PROBLEM TO SOLVE:
Reading through the lines below, count those that include the string "tree"; the answer is that number and nothing else.

EXERCISE DATA:
□ □ □

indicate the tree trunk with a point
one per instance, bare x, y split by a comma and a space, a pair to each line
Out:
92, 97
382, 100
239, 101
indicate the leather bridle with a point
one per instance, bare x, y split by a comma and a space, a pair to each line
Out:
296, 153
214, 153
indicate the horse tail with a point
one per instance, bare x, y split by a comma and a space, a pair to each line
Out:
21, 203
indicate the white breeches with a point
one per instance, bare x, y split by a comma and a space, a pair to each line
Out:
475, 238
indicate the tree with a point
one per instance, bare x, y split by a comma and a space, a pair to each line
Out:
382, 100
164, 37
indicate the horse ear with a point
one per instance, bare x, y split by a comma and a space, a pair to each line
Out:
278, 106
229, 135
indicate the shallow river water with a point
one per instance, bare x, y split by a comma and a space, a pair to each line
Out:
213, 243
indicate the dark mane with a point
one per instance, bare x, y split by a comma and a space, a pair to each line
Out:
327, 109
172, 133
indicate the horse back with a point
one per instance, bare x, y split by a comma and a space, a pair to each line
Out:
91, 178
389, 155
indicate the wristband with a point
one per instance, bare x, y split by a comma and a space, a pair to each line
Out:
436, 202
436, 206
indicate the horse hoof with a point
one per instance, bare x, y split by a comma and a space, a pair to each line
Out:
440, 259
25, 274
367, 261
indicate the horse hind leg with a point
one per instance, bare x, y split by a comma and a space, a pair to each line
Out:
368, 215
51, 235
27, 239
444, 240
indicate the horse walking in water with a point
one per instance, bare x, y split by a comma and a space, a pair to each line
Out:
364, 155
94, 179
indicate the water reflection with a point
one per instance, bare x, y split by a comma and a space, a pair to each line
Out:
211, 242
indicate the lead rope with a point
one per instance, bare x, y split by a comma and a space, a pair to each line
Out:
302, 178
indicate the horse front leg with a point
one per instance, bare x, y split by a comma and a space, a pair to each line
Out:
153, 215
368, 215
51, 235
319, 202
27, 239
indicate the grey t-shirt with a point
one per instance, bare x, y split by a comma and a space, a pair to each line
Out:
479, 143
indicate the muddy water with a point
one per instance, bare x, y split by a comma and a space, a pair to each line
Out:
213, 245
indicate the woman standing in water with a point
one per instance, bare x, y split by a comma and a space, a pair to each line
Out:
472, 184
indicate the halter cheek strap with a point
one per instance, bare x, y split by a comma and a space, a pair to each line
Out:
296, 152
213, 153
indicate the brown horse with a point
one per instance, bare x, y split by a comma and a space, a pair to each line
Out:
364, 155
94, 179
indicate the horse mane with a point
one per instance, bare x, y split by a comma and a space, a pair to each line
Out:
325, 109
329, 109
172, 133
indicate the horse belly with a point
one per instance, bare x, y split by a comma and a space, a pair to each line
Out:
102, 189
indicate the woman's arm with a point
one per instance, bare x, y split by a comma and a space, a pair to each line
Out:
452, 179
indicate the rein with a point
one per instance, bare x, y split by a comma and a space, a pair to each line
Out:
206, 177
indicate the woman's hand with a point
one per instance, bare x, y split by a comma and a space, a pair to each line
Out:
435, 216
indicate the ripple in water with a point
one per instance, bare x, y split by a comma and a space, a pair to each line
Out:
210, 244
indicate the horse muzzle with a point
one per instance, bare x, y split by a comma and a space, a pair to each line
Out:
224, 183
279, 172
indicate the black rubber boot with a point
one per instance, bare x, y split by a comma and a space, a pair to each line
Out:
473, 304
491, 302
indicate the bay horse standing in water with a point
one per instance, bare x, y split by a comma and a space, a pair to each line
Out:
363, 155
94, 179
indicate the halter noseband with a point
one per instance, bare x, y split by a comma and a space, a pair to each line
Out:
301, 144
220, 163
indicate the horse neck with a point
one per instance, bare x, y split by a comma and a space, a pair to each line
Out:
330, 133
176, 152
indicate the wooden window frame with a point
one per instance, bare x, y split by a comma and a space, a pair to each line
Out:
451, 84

□ □ □

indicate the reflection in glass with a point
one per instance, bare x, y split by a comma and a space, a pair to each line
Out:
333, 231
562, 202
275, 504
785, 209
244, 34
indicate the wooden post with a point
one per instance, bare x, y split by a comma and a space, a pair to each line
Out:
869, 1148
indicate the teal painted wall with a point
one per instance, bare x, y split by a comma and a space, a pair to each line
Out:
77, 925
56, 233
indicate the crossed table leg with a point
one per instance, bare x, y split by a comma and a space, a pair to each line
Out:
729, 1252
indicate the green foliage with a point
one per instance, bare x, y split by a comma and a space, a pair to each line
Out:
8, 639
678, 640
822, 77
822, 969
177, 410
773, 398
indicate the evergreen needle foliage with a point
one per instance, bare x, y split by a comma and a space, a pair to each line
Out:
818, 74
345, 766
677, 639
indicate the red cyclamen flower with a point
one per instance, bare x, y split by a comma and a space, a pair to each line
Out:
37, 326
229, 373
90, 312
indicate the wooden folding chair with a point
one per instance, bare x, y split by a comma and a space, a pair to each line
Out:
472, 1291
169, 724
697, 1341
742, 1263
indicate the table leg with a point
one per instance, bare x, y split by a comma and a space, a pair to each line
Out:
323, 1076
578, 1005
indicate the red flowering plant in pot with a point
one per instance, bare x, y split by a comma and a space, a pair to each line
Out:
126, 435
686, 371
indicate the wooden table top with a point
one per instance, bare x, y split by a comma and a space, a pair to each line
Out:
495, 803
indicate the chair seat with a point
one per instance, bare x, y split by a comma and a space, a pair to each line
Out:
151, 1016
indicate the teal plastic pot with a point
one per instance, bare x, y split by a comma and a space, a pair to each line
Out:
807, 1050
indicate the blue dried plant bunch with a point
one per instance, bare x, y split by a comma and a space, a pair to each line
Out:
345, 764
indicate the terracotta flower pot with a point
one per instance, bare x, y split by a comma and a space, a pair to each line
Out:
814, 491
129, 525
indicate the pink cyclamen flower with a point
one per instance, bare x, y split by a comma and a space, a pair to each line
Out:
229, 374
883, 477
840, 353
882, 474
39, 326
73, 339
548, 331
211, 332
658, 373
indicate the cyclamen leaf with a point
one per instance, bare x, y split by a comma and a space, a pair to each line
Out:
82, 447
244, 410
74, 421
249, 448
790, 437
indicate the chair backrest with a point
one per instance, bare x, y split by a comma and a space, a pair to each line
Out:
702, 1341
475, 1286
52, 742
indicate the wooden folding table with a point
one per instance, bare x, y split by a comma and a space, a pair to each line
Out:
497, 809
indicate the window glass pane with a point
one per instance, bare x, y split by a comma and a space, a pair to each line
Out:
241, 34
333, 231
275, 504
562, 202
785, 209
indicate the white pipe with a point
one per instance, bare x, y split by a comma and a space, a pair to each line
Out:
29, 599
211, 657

□ □ □

EXERCISE ANSWER:
2